-- Texte --
________________

La virulence des communiqués, l’embrasement populaire à Bamako, la solidarité automatique des partenaires de l’AES, tout indique une dynamique d’escalade. Pourtant, ni le Mali ni l’Algérie n’ont intérêt à une rupture durable. L’un comme l’autre fait face à de lourds défis internes : instabilité sécuritaire, crises économiques et isolement diplomatique relatif. Leur confrontation, si elle se prolonge, pourrait accentuer les vulnérabilités régionales.

Une crise à haut risque : réactions croisées et perspectives d’escalade

L’incident du 31 mars 2025, marqué par la destruction d’un drone malien à proximité de la frontière algérienne, a rapidement enflammé les relations diplomatiques entre l’Algérie et les pays de l’AES. Mais au-delà de l’échange de communiqués cinglants, c’est une rupture de confiance durable qui se dessine, avec des implications géopolitiques potentiellement graves.

Pour Ahmed Kateb, expert algérien en relations internationales, la crise trouve sa source dans une volonté ‘’malsaine’’ de Bamako de déplacer les responsabilités de ses propres échecs. ‘’Le Mali cherche à entraîner le Niger et le Burkina Faso dans un bras de fer inutile et erroné contre l’Algérie. Depuis le 1er avril, l’Algérie a clairement annoncé que le drone avait pénétré son espace aérien de deux kilomètres. Ce que les autorités maliennes avaient reconnu implicitement’’.

________________

Entrées d'annotation par segmentation
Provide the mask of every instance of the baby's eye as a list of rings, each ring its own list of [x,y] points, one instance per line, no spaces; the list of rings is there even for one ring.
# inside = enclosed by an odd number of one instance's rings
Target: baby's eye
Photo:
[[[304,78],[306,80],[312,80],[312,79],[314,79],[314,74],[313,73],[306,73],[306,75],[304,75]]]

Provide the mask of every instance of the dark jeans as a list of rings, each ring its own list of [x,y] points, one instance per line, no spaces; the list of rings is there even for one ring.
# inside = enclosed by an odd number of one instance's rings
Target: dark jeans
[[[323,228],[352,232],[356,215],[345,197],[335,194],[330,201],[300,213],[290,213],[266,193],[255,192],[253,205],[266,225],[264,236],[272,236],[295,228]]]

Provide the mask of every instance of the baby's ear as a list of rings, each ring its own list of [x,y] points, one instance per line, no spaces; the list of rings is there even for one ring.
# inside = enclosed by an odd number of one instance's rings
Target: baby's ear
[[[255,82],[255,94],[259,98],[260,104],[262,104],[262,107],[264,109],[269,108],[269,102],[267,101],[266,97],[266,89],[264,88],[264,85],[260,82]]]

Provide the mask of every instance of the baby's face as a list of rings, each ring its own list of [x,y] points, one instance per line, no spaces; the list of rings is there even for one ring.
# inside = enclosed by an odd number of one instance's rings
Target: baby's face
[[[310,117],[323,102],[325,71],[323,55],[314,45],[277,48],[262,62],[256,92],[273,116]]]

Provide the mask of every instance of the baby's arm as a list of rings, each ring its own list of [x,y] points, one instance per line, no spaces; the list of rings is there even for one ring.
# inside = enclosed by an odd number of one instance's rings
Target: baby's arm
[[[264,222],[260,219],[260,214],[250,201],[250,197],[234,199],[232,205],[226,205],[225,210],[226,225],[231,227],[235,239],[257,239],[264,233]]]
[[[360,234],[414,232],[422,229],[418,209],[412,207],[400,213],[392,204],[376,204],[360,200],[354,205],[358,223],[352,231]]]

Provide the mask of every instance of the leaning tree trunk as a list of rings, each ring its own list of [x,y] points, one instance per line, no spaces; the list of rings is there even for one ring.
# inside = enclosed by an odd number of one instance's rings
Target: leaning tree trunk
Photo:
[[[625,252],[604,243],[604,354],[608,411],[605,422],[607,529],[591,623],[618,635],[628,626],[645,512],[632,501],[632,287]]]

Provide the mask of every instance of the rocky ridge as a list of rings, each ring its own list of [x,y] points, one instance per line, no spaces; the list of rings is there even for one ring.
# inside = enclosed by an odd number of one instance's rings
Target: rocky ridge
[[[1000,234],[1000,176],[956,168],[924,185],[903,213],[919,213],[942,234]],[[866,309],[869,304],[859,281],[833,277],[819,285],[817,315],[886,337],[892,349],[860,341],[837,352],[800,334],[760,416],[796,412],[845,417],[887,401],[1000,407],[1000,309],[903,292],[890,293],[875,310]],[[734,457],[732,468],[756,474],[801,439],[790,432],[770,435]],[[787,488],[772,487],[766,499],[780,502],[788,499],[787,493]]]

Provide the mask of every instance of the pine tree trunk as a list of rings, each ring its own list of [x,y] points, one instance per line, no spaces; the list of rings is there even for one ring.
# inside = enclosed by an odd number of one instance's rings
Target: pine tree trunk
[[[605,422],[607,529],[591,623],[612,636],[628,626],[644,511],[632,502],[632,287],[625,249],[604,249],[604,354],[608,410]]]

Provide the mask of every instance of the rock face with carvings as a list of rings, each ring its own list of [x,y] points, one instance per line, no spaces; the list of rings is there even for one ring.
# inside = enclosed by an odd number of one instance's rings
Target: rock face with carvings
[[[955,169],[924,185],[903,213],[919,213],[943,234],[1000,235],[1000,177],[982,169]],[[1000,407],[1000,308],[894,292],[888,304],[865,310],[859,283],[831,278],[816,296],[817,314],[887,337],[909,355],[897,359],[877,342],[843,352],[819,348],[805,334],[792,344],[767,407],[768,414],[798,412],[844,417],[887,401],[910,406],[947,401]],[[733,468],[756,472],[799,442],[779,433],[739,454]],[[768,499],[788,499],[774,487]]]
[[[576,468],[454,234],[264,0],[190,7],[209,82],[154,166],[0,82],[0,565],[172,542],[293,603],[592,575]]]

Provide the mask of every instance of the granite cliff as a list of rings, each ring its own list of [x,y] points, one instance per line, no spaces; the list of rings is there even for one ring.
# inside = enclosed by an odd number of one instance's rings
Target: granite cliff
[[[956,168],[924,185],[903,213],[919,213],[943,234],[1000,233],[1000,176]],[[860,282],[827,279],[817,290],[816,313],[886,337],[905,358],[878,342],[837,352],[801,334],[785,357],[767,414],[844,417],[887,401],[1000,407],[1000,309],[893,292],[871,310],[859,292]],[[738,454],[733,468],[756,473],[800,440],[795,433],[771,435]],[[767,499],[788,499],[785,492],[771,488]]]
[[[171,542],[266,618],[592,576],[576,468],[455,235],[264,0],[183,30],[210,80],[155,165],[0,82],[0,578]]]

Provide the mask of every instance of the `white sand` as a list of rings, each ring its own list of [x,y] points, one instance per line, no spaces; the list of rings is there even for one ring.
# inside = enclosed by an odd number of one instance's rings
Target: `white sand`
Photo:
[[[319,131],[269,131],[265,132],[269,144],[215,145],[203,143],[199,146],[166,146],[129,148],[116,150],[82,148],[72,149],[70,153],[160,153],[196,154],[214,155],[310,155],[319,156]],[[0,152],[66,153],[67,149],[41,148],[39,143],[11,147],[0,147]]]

________________

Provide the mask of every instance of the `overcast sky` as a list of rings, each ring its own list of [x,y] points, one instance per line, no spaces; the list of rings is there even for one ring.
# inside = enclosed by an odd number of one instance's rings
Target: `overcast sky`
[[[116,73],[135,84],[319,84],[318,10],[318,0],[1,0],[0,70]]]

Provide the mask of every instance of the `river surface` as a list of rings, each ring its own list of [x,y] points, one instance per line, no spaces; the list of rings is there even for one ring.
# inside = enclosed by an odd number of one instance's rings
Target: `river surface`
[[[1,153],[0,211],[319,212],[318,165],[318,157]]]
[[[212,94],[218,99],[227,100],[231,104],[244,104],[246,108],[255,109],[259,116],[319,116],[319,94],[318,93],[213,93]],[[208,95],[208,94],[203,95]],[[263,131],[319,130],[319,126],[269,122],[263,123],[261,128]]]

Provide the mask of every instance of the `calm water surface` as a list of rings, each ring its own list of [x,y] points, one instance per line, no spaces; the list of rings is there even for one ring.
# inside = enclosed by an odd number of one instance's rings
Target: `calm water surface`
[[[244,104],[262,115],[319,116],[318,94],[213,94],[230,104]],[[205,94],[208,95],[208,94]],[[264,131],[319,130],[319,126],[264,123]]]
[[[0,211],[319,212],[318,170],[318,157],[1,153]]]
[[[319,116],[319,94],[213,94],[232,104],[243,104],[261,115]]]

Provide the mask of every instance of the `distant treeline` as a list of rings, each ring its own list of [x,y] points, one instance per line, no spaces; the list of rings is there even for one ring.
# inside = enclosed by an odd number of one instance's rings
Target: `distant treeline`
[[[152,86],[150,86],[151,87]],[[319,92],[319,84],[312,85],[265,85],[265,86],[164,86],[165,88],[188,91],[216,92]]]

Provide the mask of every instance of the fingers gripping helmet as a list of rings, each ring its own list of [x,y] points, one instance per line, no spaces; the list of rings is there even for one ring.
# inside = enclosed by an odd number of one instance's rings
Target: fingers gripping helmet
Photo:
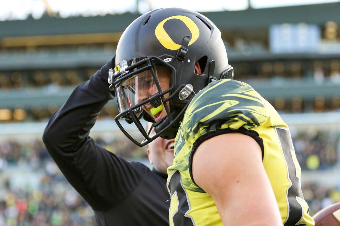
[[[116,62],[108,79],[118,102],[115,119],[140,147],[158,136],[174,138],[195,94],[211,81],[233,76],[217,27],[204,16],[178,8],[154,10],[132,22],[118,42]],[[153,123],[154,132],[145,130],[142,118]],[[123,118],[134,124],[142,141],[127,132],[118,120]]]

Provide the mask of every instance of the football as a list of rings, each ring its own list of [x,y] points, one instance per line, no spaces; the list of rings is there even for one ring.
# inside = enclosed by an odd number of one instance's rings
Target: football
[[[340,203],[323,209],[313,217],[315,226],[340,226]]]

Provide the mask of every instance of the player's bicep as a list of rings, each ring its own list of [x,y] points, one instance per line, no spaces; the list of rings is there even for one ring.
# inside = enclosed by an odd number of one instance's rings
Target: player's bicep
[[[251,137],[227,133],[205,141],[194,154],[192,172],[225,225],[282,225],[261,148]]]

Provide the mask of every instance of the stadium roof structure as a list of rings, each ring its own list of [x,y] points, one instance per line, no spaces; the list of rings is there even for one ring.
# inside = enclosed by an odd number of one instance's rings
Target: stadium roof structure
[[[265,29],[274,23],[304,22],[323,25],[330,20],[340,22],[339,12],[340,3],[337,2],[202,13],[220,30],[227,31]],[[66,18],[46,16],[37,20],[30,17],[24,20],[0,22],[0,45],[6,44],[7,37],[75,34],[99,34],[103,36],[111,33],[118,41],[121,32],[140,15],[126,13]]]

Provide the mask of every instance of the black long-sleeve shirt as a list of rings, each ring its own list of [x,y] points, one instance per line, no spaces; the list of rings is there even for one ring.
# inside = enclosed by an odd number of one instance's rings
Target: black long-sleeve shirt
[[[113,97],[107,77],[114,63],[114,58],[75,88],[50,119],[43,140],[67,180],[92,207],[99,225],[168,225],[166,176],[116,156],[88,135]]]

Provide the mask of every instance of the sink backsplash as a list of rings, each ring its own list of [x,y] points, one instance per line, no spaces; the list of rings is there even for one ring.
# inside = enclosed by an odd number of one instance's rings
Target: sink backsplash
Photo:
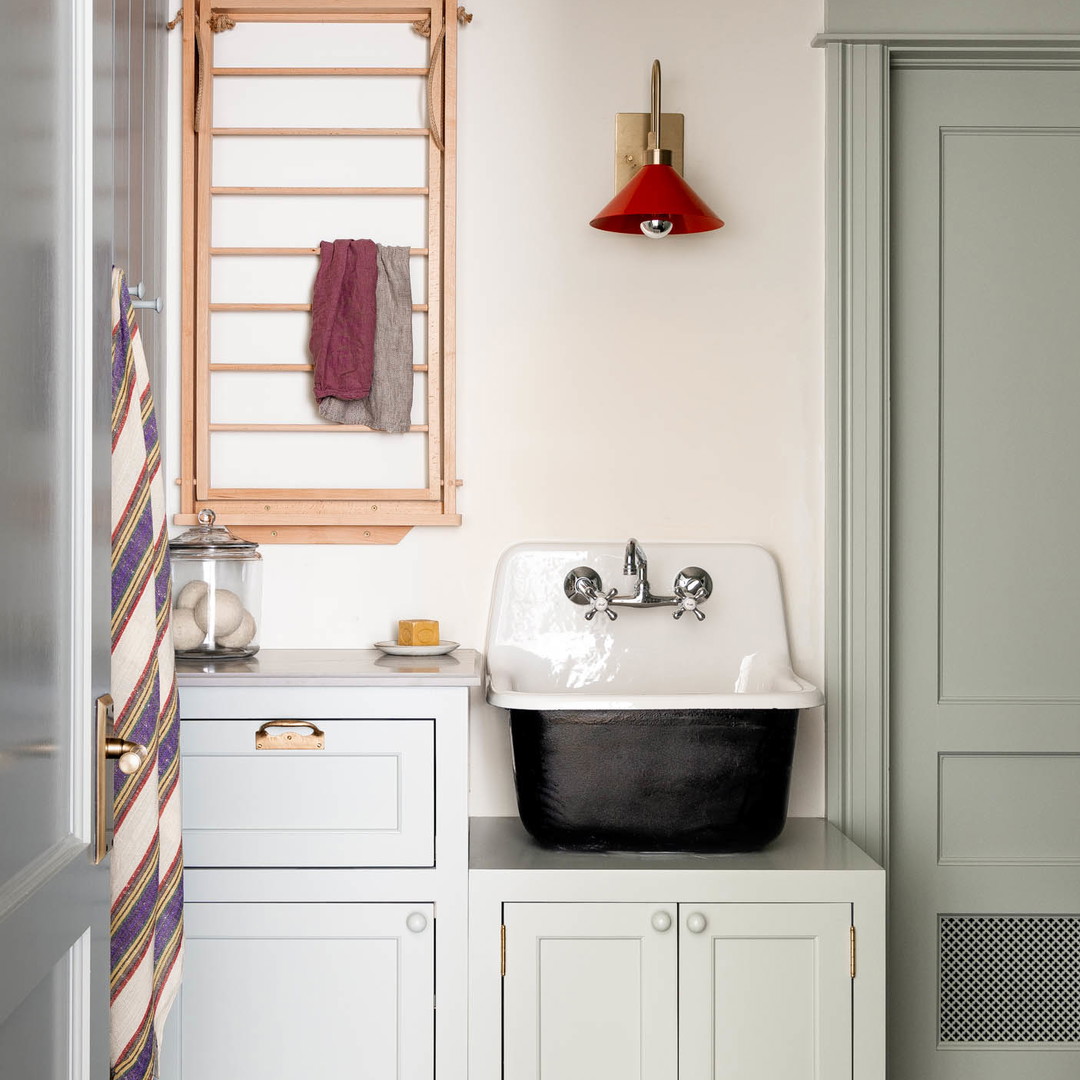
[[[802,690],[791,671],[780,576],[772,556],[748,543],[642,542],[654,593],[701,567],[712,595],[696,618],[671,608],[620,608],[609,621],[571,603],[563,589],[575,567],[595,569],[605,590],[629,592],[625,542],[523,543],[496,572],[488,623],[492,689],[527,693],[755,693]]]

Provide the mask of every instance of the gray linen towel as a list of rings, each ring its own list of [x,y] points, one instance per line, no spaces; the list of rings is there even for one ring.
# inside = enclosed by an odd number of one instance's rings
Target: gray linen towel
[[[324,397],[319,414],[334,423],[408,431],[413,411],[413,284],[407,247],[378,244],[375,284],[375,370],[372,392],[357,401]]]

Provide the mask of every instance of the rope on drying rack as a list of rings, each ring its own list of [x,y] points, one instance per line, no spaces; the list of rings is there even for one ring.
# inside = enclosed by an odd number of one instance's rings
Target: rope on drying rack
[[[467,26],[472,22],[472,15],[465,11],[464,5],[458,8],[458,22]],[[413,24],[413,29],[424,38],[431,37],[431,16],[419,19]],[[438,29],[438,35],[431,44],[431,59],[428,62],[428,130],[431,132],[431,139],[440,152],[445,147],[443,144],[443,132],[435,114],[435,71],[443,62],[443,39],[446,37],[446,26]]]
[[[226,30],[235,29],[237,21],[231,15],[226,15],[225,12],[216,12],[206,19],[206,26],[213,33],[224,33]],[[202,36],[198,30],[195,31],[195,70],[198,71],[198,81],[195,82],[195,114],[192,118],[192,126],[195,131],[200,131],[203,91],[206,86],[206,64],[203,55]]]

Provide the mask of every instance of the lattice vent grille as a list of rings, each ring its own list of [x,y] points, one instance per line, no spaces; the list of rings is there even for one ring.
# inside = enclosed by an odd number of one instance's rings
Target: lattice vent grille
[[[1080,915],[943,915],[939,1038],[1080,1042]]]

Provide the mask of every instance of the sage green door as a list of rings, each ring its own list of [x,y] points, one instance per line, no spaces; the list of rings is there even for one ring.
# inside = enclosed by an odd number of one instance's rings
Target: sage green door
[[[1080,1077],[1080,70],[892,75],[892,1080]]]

________________

-- Travail à faire --
A. Relevez toutes les lignes des entrées qui contiennent la chaîne "surface".
B. Poursuivez le texte sur la crise entre le Mali et l'Algérie à partir de sa dernière phrase.
Ces entrées n'ont aucun lien avec le texte.

-- Réponses par tâche --
A.
Provide the mask of every instance of the `river surface` as a list of rings, each ring its own list of [x,y] points, one instance per line, no spaces; the list of rings is there even for one ring.
Target: `river surface`
Provide the mask of every instance of the `calm water surface` as a list of rings, each ring its own list of [x,y] points, one instance per line, no spaces; the list of rings is there even for one ring.
Target: `calm water surface`

B.
L’analyste pointe du doigt la stratégie du régime d’Assimi Goïta, qu’il accuse de chercher des boucs émissaires pour justifier l’impasse politique et sécuritaire dans laquelle se trouve le Mali. ‘’Plutôt que d’organiser un retour à l’ordre constitutionnel ou de relancer le dialogue avec les groupes touaregs et arabes du Nord, Bamako semble vouloir détourner l’attention sur l’extérieur’’

L’analyste algérien va plus loin : il accuse le Mali d’avoir rompu un équilibre fragile, notamment par son retrait du Comité de suivi de l’Accord d’Alger (CSA) et par l’entrée en scène d’acteurs comme le groupe Wagner, désormais intégré à l’armée russe.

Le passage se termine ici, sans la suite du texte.